▸ **Passage to read**

Reviews provided by Syndetics

Library Journal Review

This thoughtful, well-written book offers a clear, concise look at an art that reveals no personal touch but has an immediacy that challenges the viewer. Examining Minimalism's major figures--primarily the sculptors--Baker celebrates the movement's elegant relationship with the past, evident in Shaker plainness and Sheeler precisionism, and predicts its demise as Neo-Geo, simulation, and mass-produced, smugly overblown products begin to dominate. He thus traces a shift from ``an art that excludes the unnecessary to a culture so overcoded and content-addled that even the most trivial and passing forms and happenings appear to carry messages.'' A philosophical, provocative quesioning of aesthetic values and a comment on the social, political, and economic tenor of the American art scene; highly recommended.-- Paula Frosch, Metropolitan Museum Lib., New York (c) Copyright 2010. Library Journals LLC, a wholly owned subsidiary of Media Source, Inc. No redistribution permitted.

▸ **Written problem 1**
Reproduce the part of the listing that opens with the line containing "the river, that" and runs through the end of the listing, including that opening line.
The listing that follows is unrelated to the review.

▸ **Stored data**
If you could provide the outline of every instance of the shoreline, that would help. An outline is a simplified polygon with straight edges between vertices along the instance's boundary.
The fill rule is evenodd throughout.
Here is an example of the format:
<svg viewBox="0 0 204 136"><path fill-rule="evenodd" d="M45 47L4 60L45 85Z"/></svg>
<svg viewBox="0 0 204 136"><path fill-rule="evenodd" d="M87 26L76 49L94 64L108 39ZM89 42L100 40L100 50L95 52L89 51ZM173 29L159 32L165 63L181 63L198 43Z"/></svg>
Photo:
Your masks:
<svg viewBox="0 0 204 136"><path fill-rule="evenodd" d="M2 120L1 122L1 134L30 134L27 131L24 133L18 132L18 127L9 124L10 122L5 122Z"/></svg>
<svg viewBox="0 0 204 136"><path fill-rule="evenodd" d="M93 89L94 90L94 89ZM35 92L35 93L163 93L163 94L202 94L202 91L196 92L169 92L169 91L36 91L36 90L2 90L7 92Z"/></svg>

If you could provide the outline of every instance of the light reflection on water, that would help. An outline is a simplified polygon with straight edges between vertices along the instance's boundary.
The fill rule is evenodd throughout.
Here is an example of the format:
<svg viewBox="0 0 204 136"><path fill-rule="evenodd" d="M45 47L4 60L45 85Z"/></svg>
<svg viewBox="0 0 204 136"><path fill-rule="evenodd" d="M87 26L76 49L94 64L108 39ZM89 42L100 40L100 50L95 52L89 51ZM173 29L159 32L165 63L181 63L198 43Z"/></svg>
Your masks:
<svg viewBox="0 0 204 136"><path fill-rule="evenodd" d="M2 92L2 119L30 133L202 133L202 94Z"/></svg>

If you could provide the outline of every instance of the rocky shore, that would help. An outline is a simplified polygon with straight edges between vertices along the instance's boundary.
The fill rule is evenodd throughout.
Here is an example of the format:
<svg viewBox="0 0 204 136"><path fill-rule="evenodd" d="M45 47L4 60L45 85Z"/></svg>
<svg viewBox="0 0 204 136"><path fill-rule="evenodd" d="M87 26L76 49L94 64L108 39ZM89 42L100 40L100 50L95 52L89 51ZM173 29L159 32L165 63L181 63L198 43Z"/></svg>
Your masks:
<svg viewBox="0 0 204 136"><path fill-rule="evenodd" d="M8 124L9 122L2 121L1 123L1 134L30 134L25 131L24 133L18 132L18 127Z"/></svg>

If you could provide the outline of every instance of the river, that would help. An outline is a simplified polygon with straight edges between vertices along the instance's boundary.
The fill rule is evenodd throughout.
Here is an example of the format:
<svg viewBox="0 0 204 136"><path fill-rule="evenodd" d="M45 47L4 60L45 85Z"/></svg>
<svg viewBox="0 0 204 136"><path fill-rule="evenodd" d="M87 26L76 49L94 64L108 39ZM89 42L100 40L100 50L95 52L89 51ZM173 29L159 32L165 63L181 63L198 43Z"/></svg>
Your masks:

▸ **Written problem 2**
Transcribe the whole review word for word.

▸ **Answer 1**
If you could provide the outline of every instance of the river, that would help. An outline is a simplified polygon with straight edges between vertices along the instance's boundary.
The fill rule is evenodd throughout.
Here is an example of the format:
<svg viewBox="0 0 204 136"><path fill-rule="evenodd" d="M45 47L4 60L45 85Z"/></svg>
<svg viewBox="0 0 204 136"><path fill-rule="evenodd" d="M87 26L76 49L94 64L108 39ZM89 42L100 40L100 50L95 52L89 51ZM173 29L159 32L165 63L181 63L198 43Z"/></svg>
Your masks:

▸ **Answer 2**
Reviews provided by Syndetics

Library Journal Review

This thoughtful, well-written book offers a clear, concise look at an art that reveals no personal touch but has an immediacy that challenges the viewer. Examining Minimalism's major figures--primarily the sculptors--Baker celebrates the movement's elegant relationship with the past, evident in Shaker plainness and Sheeler precisionism, and predicts its demise as Neo-Geo, simulation, and mass-produced, smugly overblown products begin to dominate. He thus traces a shift from ``an art that excludes the unnecessary to a culture so overcoded and content-addled that even the most trivial and passing forms and happenings appear to carry messages.'' A philosophical, provocative quesioning of aesthetic values and a comment on the social, political, and economic tenor of the American art scene; highly recommended.-- Paula Frosch, Metropolitan Museum Lib., New York (c) Copyright 2010. Library Journals LLC, a wholly owned subsidiary of Media Source, Inc. No redistribution permitted.